START Source extract

Encouraging Vaccinations to Limit Spread of Flu

girl getting flu shot

Autumn brings with it the start of a new flu season. MU Health Care is encouraging everyone 6 months and older to get vaccinated and is offering flu vaccines in several locations.

Vaccination not only protects the person getting the shot, but also limits the spread of the illness. This year’s vaccination is safe for individuals with egg allergies.

Because people can be infected with the flu virus for as long as a week before they exhibit symptoms, it’s possible to unknowingly expose others.

Those especially susceptible to flu include:

  • People who cannot get the vaccine for medical reasons.
  • People with weakened immune systems due to cancer treatment, HIV or chronic steroid use.
  • People who live in nursing homes and long-term care facilities.
  • People with chronic conditions such as asthma, neurologic or neurodevelopment disorders, chronic lung disease, sickle cell disease, diabetes mellitus, heart disease, kidney disorders, liver disorders, metabolic disorders, and obesity.
  • Pregnant women, caretakers of young children, and women who have delivered a baby within the past two weeks.
  • Children under 2 years old. Adults over 65 years old.
  • People under 19 years of age on long-term aspirin or salicylate-containing medications.
  • American Indians and Alaska Natives.
Christelle Ilboudo, MD
Christelle Ilboudo, MD

“It’s a good idea to get a vaccine to protect those we love,” said Christelle Ilboudo, MD, an infectious disease expert at MU Health Care.

A number of convenient MU Health Care locations offer flu shots.

  • People 12 years or older can get the vaccine at any Mizzou Pharmacy location. All Mizzou Pharmacy locations offer flu vaccines on a walk-in basis during normal business hours. Patients receiving the vaccine at a pharmacy can expedite the intake process by printing and completing the vaccination consent form in advance.
  • Starting September 3, Mizzou Pharmacy-South Providence Medical Park, 551 E. Southampton Drive, will hold flu clinics on Tuesdays (1 to 5 p.m.), Wednesdays (8 a.m. to 12 p.m.) and Thursdays (8 a.m. to 12 p.m.). During those times, dedicated pharmacy staff will administer immunizations. Patients receiving the vaccine at the flu clinic can expedite the intake process by printing and completing the vaccination consent form in advance.

END Source extract
START Listed entries

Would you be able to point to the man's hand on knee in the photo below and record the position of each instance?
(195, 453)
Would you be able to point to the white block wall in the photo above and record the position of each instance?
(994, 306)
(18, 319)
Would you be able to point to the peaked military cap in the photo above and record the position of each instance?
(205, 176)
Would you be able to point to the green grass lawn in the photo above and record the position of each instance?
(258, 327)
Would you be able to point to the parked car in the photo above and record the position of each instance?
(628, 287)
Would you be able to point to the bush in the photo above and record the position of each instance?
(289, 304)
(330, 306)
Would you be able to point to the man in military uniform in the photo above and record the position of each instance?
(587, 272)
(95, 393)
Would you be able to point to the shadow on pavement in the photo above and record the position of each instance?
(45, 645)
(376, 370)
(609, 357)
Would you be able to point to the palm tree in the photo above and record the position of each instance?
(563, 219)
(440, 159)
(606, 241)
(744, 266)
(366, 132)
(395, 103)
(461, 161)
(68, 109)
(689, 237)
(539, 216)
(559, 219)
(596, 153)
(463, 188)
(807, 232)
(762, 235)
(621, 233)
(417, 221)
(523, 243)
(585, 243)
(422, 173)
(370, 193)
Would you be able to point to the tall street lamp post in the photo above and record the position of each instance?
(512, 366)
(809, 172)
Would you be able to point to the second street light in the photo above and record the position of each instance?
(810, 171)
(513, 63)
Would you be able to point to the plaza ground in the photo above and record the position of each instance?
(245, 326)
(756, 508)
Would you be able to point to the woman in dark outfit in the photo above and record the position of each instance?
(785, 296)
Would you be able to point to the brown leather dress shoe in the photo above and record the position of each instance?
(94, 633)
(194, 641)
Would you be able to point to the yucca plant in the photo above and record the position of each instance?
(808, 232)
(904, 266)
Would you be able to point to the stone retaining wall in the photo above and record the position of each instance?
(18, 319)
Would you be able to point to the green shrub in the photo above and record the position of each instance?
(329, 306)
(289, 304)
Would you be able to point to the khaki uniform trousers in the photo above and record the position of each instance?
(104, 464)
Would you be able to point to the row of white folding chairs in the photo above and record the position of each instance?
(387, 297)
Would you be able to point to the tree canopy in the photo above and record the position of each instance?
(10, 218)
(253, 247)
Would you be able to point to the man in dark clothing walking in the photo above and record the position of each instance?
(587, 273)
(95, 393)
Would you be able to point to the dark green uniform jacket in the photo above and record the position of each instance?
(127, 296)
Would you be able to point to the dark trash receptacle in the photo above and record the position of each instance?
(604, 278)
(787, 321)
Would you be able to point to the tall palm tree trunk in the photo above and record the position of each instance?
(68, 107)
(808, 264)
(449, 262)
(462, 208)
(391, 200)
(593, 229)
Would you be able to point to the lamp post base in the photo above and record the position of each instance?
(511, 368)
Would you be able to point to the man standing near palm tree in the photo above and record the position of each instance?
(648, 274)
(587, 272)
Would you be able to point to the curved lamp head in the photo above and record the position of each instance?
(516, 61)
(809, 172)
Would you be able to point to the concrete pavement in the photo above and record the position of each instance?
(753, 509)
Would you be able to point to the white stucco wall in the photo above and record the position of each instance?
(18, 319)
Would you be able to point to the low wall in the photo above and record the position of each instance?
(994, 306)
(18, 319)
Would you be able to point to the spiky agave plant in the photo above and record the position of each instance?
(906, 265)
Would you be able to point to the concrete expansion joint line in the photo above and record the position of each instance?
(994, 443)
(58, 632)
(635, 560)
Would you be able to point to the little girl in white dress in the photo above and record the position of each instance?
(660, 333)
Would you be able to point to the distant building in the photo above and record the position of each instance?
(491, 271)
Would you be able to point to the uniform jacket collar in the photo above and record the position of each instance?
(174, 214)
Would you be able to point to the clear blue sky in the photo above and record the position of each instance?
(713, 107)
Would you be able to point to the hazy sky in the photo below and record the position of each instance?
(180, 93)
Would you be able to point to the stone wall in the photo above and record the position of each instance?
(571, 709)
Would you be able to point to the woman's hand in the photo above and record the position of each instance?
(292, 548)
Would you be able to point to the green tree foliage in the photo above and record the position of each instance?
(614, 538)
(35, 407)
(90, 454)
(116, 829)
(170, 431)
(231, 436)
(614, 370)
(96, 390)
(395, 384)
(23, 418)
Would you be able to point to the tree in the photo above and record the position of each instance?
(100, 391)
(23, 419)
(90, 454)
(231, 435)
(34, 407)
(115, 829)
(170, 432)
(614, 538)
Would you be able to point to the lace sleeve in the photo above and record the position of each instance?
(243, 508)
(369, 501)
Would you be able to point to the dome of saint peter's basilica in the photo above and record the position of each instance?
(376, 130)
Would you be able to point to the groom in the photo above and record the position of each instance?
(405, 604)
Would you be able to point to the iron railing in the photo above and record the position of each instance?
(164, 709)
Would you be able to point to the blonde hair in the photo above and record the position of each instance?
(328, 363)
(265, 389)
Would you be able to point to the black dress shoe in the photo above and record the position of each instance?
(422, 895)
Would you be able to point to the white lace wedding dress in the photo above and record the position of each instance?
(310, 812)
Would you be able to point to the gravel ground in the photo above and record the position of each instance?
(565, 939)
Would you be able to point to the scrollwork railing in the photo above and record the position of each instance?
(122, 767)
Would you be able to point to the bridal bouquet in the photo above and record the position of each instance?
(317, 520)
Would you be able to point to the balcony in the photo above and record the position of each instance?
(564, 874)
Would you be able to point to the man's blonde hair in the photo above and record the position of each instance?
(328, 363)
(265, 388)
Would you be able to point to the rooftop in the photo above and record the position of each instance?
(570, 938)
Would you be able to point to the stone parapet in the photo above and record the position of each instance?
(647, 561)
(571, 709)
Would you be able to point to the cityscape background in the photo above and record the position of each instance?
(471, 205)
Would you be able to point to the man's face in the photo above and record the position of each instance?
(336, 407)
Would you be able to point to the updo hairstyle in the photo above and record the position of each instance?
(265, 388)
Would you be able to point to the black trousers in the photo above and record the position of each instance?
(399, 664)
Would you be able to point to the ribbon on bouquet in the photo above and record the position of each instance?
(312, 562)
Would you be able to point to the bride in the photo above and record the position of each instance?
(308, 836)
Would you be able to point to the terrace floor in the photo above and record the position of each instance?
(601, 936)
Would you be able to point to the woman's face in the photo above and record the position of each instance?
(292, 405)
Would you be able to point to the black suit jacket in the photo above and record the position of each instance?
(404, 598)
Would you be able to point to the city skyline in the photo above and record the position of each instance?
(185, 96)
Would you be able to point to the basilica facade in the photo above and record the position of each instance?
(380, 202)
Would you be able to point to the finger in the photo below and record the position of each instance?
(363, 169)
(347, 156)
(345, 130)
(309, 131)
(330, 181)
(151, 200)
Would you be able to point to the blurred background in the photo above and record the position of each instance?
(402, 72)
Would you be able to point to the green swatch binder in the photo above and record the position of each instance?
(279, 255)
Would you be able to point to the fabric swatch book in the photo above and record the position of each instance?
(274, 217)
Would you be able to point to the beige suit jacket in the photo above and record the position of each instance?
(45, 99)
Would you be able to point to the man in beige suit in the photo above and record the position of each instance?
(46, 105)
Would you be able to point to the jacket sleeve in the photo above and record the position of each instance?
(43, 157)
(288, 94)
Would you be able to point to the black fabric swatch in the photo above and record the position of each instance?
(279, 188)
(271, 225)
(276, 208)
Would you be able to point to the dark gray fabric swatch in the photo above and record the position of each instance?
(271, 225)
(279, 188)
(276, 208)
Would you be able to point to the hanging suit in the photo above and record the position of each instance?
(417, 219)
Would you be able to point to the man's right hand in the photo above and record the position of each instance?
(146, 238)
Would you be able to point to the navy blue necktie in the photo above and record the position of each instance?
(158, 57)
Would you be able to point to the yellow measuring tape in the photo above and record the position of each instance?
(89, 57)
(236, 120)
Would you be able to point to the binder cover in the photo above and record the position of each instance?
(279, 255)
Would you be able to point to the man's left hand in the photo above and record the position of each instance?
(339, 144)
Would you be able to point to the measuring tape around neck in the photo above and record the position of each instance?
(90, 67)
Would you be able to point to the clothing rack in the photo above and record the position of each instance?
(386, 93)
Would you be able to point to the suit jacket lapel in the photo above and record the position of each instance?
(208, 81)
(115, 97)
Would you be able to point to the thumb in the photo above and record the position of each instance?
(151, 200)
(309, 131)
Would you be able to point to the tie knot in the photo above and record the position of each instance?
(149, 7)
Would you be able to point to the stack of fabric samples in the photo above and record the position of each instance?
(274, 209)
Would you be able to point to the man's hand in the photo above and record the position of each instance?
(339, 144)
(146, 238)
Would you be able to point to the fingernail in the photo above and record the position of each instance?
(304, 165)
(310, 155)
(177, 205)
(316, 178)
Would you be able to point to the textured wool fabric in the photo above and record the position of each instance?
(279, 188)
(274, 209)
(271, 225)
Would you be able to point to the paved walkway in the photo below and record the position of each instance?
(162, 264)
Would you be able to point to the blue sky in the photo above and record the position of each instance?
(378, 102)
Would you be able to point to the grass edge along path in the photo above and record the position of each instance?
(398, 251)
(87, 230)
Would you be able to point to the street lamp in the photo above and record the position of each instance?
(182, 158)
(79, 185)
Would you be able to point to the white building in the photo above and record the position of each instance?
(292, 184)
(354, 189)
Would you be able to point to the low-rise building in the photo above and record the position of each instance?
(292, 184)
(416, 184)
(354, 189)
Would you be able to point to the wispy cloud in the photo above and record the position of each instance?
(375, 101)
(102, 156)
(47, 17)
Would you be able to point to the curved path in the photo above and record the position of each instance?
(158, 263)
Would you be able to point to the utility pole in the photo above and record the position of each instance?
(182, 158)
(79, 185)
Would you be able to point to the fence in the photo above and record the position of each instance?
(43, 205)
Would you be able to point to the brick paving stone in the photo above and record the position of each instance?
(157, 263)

END Listed entries

Exercise requirements -
1. Translate this sentence from the flu vaccination article into Spanish: "Vaccination not only protects the person getting the shot, but also limits the spread of the illness."
2. Pick up the flu vaccination article where it stops and continue writing it.
None of this material is needed.

Exercise responses -
1. La vacunación no solo protege a la persona que recibe la inyección, sino que también limita la propagación de la enfermedad.

2.
  • The Mizzou Quick Care clinics, located in Columbia’s three Hy-Vee grocery stores, will have the shot available for people 2 years and older.
  • Kids of all ages can get a flu shot at their pediatrician's clinic.
  • MU Health Care and the David B. Lichtenstein Foundation will offer free flu shots to children enrolled in Columbia Public Schools.
  • Individuals who have established care with an MU Health Care primary care doctor can make an appointment to receive a flu shot at his or her primary care clinic.

In addition to getting a vaccine, Ilboudo recommends these tips for limiting the spread of flu:

  • Know the symptoms. These can include headache, muscle ache, fatigue and fever.
  • If symptoms appear, check with your health care provider to determine whether you need testing and/or treatment.
  • Stay home and avoid contact with others for as long as you have a fever.
  • Wash your hands regularly with soap and warm water, or use an alcohol-based hand sanitizer.
  • Cover your mouth with your elbow when you cough or sneeze and avoid touching your eyes, nose and mouth.
  • Limit contact with sick people.
  • Disinfect surfaces and door knobs regularly.
  • Take flu antiviral medications if your doctor prescribes them.